### The input
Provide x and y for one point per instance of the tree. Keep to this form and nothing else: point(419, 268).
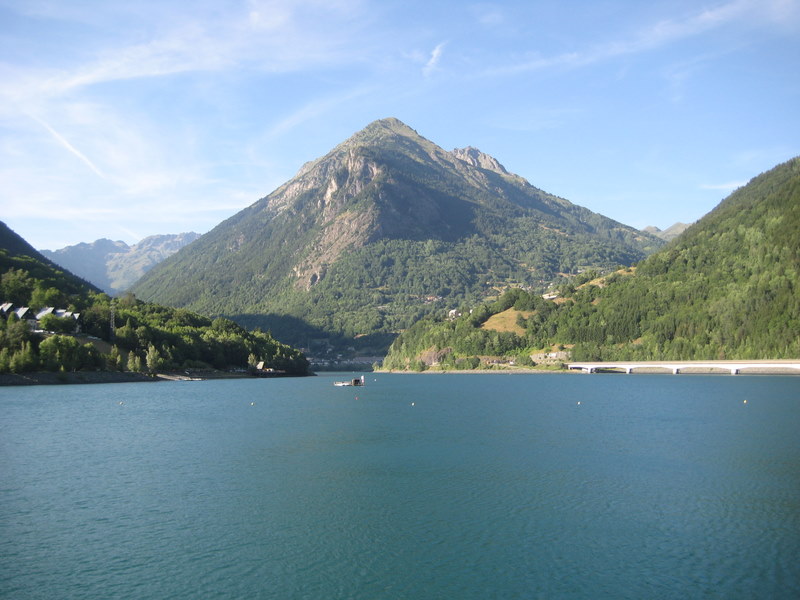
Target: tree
point(154, 359)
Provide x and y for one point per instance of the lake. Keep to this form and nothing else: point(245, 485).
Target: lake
point(416, 486)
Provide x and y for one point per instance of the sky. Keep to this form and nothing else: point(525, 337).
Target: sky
point(127, 119)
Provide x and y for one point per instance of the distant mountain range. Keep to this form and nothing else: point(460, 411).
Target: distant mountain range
point(670, 233)
point(384, 229)
point(115, 266)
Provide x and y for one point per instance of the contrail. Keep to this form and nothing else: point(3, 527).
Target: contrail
point(69, 146)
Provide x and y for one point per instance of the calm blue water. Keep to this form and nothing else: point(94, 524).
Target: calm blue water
point(487, 486)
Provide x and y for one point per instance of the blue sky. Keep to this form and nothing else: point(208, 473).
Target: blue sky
point(127, 119)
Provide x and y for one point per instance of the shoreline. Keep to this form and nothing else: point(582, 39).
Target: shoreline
point(92, 377)
point(642, 368)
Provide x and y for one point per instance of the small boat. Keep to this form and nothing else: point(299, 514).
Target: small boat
point(357, 382)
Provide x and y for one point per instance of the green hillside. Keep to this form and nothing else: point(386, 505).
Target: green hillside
point(147, 337)
point(383, 230)
point(728, 288)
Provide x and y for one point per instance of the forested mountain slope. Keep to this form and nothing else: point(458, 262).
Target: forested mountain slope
point(384, 229)
point(727, 288)
point(114, 266)
point(147, 337)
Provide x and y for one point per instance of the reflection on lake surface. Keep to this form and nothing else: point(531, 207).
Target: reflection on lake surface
point(415, 486)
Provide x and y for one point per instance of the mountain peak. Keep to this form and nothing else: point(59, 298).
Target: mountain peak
point(476, 158)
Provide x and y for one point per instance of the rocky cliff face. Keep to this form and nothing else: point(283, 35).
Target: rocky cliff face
point(378, 230)
point(114, 266)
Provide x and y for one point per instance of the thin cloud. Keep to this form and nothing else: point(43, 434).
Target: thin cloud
point(723, 187)
point(433, 61)
point(65, 143)
point(650, 38)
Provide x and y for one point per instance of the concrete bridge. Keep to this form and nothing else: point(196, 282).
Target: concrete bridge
point(734, 367)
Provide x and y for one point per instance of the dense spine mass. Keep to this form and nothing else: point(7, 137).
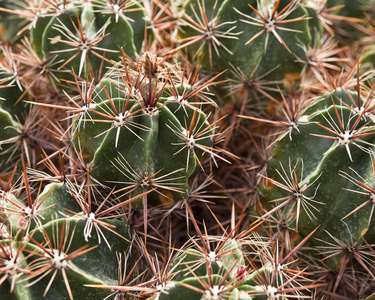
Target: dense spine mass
point(201, 149)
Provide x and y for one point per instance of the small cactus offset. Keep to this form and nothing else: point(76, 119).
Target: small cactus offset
point(201, 149)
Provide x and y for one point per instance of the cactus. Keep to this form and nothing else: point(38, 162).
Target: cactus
point(87, 37)
point(201, 149)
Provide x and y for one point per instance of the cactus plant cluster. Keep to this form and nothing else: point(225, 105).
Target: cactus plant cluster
point(201, 149)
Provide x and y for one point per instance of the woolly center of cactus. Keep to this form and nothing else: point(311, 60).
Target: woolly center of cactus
point(270, 25)
point(58, 260)
point(240, 274)
point(214, 293)
point(11, 266)
point(272, 292)
point(345, 138)
point(190, 141)
point(212, 256)
point(84, 46)
point(120, 119)
point(27, 215)
point(4, 232)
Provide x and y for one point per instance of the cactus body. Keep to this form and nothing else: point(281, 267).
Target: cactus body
point(322, 166)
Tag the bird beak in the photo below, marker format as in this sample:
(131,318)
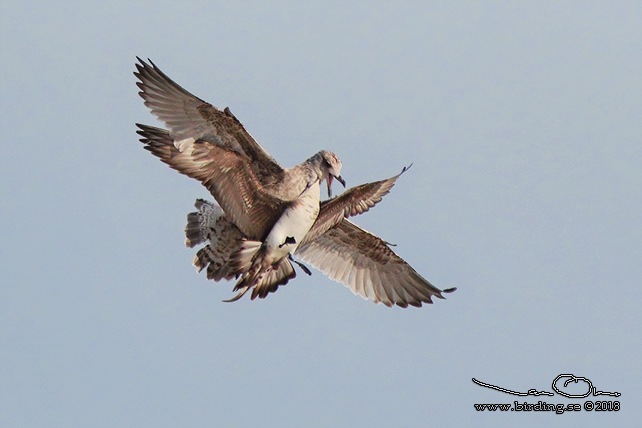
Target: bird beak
(339,179)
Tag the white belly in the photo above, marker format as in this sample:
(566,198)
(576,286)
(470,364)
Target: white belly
(293,225)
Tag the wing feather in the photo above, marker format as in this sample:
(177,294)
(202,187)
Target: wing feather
(367,265)
(225,174)
(354,201)
(188,116)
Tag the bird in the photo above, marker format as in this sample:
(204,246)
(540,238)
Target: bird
(271,205)
(266,214)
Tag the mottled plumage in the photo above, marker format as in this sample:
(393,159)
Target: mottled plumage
(268,213)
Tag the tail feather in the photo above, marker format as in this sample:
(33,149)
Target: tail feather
(200,223)
(271,280)
(216,268)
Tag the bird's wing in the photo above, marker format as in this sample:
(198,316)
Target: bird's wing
(187,116)
(366,264)
(225,173)
(354,201)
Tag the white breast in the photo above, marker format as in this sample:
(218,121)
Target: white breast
(295,222)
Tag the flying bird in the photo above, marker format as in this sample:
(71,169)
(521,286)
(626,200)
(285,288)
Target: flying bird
(266,214)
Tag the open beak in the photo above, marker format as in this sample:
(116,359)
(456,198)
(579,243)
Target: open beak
(339,179)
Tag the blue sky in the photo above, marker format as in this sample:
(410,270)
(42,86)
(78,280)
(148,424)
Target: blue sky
(523,123)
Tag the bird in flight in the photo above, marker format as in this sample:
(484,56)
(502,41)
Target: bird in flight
(266,214)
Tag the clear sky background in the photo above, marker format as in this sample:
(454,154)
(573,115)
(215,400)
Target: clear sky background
(524,124)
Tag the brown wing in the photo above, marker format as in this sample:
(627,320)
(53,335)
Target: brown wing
(187,116)
(366,264)
(225,173)
(354,201)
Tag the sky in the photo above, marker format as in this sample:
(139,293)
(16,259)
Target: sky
(521,119)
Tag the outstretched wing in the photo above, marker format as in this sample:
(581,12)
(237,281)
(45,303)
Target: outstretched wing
(187,116)
(354,201)
(366,264)
(225,173)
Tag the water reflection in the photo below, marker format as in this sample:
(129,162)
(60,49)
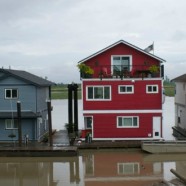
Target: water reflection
(108,167)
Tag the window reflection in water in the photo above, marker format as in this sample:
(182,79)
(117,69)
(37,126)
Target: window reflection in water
(98,167)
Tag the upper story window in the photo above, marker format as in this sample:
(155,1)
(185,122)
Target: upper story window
(126,89)
(152,89)
(128,168)
(98,93)
(11,93)
(127,122)
(121,63)
(11,124)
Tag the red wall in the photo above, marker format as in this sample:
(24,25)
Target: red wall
(104,59)
(105,126)
(138,100)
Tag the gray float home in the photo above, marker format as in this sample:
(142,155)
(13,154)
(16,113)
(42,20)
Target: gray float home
(32,91)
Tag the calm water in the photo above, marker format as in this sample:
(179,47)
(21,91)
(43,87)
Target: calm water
(100,168)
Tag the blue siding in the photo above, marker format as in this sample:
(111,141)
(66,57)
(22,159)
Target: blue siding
(28,127)
(32,98)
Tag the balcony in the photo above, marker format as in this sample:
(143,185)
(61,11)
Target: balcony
(122,72)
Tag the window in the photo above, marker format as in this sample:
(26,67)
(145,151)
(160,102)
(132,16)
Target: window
(128,168)
(11,124)
(120,63)
(126,89)
(88,122)
(11,93)
(98,93)
(152,89)
(127,122)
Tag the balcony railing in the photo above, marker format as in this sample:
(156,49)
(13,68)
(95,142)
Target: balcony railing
(121,71)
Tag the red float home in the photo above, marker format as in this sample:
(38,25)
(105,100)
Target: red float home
(122,93)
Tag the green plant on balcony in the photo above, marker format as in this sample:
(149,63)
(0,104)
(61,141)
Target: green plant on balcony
(154,69)
(85,70)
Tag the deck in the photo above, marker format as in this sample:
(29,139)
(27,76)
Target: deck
(158,147)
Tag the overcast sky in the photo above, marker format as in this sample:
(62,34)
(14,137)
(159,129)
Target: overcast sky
(49,37)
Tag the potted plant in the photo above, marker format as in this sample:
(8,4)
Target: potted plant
(86,71)
(154,69)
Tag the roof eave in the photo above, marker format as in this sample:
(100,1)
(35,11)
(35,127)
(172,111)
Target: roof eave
(126,43)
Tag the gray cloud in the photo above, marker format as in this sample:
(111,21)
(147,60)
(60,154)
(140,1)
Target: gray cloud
(54,35)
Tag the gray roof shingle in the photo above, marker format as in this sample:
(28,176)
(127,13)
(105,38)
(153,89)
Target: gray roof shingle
(26,76)
(181,78)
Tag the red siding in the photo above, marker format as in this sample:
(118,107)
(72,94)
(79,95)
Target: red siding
(138,100)
(105,126)
(104,59)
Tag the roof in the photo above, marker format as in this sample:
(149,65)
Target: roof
(181,78)
(125,43)
(26,76)
(8,115)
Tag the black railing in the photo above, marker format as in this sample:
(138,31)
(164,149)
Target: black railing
(124,71)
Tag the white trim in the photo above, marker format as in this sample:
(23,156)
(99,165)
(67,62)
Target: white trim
(130,61)
(130,139)
(126,43)
(103,86)
(124,126)
(11,89)
(153,92)
(85,125)
(119,92)
(120,111)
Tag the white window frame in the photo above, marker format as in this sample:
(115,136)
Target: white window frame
(123,168)
(130,61)
(152,92)
(11,90)
(11,122)
(123,126)
(85,122)
(126,92)
(98,99)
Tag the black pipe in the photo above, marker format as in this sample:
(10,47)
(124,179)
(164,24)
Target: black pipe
(19,123)
(75,88)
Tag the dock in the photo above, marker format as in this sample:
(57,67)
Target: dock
(60,148)
(158,147)
(38,151)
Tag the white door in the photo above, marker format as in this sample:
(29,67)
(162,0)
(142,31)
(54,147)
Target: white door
(156,127)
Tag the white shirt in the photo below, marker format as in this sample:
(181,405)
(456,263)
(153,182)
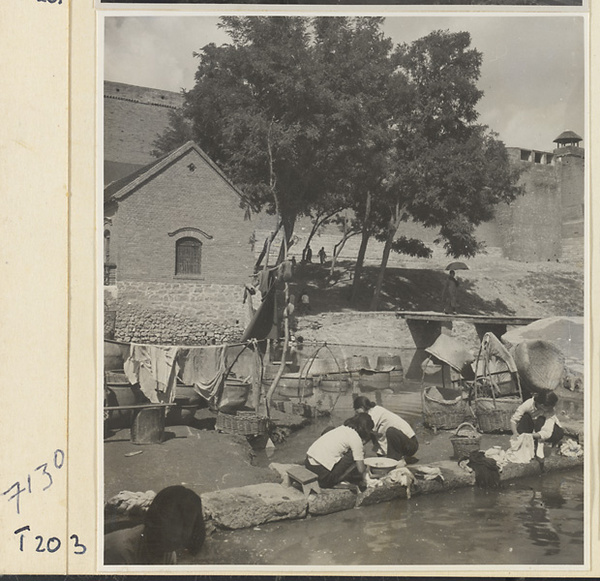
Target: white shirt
(330,447)
(528,406)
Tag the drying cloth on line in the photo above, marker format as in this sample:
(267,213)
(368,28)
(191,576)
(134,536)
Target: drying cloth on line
(131,503)
(204,368)
(571,449)
(522,449)
(154,368)
(262,322)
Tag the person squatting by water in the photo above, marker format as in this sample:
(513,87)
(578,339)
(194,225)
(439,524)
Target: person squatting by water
(395,438)
(450,292)
(339,455)
(173,522)
(536,416)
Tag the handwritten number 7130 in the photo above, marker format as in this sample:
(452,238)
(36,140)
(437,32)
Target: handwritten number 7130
(17,489)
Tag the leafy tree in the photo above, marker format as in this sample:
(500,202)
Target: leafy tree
(446,170)
(255,110)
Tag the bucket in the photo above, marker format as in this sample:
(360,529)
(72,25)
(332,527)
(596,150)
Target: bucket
(465,440)
(374,380)
(235,394)
(148,426)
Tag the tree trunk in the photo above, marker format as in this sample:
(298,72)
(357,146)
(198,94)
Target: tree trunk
(366,234)
(380,275)
(392,229)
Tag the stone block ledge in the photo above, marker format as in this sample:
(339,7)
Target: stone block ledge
(249,506)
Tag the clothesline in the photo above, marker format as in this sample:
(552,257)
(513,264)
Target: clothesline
(238,344)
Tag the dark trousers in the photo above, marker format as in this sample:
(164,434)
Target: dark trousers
(400,445)
(329,478)
(527,425)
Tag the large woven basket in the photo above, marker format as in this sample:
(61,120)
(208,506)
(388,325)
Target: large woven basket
(244,423)
(540,364)
(465,440)
(493,414)
(441,413)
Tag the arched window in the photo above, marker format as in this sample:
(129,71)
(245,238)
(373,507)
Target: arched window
(188,256)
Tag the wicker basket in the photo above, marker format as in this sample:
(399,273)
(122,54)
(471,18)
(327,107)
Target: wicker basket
(443,414)
(540,364)
(493,414)
(465,440)
(244,423)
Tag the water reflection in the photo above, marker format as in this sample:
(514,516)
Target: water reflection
(533,521)
(536,522)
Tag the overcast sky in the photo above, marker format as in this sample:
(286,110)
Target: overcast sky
(532,72)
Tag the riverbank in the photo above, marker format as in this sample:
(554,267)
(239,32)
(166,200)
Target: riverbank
(243,488)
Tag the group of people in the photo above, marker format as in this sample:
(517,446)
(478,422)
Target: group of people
(338,455)
(537,416)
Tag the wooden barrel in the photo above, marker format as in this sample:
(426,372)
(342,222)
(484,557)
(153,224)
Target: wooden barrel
(119,394)
(148,426)
(356,363)
(320,367)
(114,355)
(334,382)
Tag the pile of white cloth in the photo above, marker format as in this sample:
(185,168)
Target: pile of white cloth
(131,503)
(571,449)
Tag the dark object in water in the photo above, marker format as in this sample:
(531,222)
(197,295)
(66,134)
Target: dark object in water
(487,473)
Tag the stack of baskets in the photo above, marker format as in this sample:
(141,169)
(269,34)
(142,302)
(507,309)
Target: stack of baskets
(245,423)
(494,410)
(440,413)
(466,439)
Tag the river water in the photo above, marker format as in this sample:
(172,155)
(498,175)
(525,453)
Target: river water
(535,521)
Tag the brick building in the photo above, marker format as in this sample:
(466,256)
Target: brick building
(177,251)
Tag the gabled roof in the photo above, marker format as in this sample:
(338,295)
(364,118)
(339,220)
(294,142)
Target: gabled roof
(567,136)
(120,188)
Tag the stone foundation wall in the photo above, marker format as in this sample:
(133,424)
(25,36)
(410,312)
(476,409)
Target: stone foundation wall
(177,313)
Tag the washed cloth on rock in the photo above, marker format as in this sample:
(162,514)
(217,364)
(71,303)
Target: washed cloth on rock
(127,547)
(131,503)
(498,454)
(522,449)
(204,368)
(154,368)
(427,473)
(571,449)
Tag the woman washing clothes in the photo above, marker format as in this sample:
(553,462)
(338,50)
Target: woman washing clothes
(174,522)
(338,454)
(536,416)
(395,437)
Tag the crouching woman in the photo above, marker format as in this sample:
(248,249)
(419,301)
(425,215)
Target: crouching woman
(395,438)
(174,522)
(338,454)
(536,416)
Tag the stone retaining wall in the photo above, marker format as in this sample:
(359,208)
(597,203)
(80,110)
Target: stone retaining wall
(257,504)
(176,313)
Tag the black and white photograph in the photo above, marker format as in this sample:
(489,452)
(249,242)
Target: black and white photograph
(343,272)
(404,3)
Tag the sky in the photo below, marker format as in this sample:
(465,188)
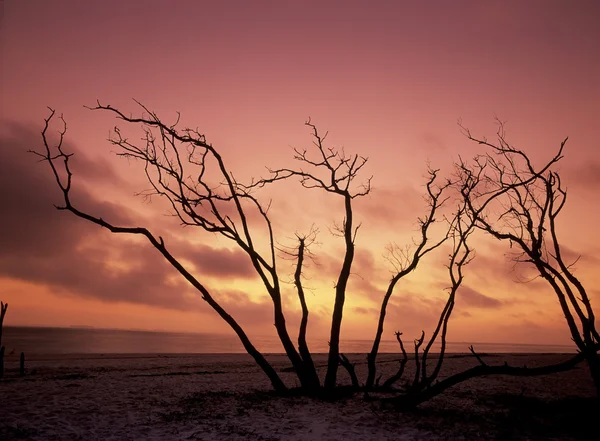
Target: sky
(386,79)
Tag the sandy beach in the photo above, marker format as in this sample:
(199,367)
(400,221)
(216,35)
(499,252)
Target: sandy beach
(226,397)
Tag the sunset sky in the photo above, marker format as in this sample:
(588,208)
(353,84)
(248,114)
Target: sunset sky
(387,79)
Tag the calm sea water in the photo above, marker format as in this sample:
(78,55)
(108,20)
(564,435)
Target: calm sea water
(32,340)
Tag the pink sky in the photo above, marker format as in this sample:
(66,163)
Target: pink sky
(388,81)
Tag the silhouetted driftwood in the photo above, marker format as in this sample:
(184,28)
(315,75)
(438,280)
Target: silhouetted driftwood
(351,370)
(414,398)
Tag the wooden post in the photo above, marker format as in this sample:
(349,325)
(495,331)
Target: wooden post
(3,308)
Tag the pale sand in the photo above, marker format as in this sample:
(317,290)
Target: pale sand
(226,397)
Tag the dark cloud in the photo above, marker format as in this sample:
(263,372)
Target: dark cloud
(475,299)
(586,175)
(43,245)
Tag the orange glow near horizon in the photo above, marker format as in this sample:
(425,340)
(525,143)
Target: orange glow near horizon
(388,81)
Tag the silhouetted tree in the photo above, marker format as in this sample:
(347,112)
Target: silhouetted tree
(404,263)
(513,200)
(177,163)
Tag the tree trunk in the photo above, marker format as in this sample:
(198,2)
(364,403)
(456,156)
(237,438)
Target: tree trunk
(308,382)
(340,296)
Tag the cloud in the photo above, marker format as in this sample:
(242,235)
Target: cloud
(586,175)
(54,248)
(475,299)
(391,208)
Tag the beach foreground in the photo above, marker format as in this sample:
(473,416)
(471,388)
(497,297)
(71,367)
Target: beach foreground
(226,397)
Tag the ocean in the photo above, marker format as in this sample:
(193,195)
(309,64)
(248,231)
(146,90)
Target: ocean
(36,340)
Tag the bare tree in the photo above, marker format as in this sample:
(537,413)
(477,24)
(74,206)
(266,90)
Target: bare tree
(511,199)
(333,171)
(177,164)
(404,263)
######
Work request:
Looking at each line of the records, count the ones where the word "below" appears, and report only the count.

Solution for this task:
4